**Your objective:** Skip every picture and transcribe the remaining material exactly.

(Pointing dataset records)
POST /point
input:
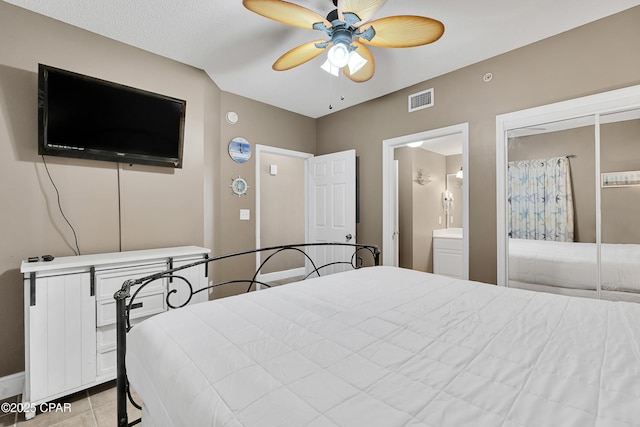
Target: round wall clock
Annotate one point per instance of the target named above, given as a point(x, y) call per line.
point(239, 149)
point(239, 186)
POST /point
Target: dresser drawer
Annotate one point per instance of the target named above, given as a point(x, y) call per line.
point(107, 282)
point(143, 306)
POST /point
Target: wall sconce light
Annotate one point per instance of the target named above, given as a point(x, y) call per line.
point(459, 174)
point(423, 178)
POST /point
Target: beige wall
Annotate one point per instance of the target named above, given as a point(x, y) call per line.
point(194, 205)
point(594, 58)
point(281, 209)
point(259, 124)
point(111, 207)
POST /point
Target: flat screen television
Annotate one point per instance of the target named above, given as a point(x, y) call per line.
point(89, 118)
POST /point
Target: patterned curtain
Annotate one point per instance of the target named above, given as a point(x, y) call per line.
point(540, 199)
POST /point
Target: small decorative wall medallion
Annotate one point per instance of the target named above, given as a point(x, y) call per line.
point(231, 117)
point(239, 186)
point(239, 149)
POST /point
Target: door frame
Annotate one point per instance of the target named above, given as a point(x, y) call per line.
point(259, 149)
point(388, 147)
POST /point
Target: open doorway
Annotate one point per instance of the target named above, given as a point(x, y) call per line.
point(433, 207)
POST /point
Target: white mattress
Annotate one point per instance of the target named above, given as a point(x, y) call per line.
point(388, 347)
point(574, 265)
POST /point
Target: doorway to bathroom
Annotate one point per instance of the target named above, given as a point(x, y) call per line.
point(425, 201)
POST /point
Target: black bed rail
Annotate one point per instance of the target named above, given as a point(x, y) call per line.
point(125, 299)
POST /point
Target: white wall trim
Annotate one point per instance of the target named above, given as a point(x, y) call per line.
point(388, 145)
point(592, 105)
point(11, 385)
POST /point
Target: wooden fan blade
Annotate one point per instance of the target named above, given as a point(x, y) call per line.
point(366, 72)
point(285, 12)
point(403, 31)
point(299, 55)
point(365, 9)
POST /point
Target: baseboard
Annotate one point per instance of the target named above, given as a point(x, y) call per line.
point(11, 385)
point(281, 275)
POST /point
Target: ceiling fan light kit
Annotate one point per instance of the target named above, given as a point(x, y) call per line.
point(351, 19)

**Answer:**
POST /point
input:
Target: round wall clock
Annotate one point per instance of the target named above, given as a point(x, y) call per line.
point(239, 149)
point(239, 186)
POST /point
Target: dresser drawer
Annotate one point per instance of the target named above, given as a point(x, y) call per line.
point(107, 282)
point(143, 306)
POST /point
Target: wall sconce light
Annotate one point per instance of the target named above, given as a point(x, y) call per line.
point(459, 174)
point(423, 178)
POST /point
Target: beige wall
Annotate one point per instance of the target named above, given as a point(x, y) call per line.
point(194, 205)
point(594, 58)
point(281, 209)
point(259, 124)
point(111, 207)
POST /point
Target: flat screen television
Annotate one point per instance of the target named above, given as a point(x, y) call per line.
point(89, 118)
POST /point
Target: patterned curtain
Annotate one point per instance of the target named above, given as a point(x, y) call per line.
point(540, 199)
POST /point
Target: small decorative wall medallion
Annotate one point per instance of the target named above, given as a point(x, y) call per line.
point(231, 117)
point(239, 186)
point(239, 149)
POST /point
Target: door frame
Annotate one point per instance of the target named above, given as a point(x, y) call per line.
point(259, 149)
point(388, 147)
POST /point
Target: open doorway
Annotate one point per instance of the target named above, given as a point(x, y) call per line.
point(433, 207)
POST /point
Target: white mattress
Annotate one point per instance of the target named above, given as a point(x, y) call per line.
point(388, 347)
point(574, 265)
POST /point
Target: doorway to bathroom
Annotate one point per instance of the target named above, given as a point(x, y) call per line.
point(425, 201)
POST /point
Target: black bed rail
Annotate one point per instance of the target named above, given as a point(x, y) call per line.
point(125, 299)
POST /point
Target: white wall trim
Annotate one point per instance of the target named above, given as a point(x, y) call per line.
point(388, 145)
point(592, 105)
point(11, 385)
POST /point
Target: wooden fan blade
Annotate one point per instance of the target named above, given as a point(x, y) call per line.
point(366, 72)
point(285, 12)
point(403, 31)
point(299, 55)
point(365, 9)
POST /point
Target: baseboard
Annotate one point per instance of the target named above, given as a point(x, y) call per line.
point(11, 385)
point(281, 275)
POST /point
Target: ceiling fan light kit
Annotate one point per instance of the target named above, given as a point(x, y) call per line.
point(351, 19)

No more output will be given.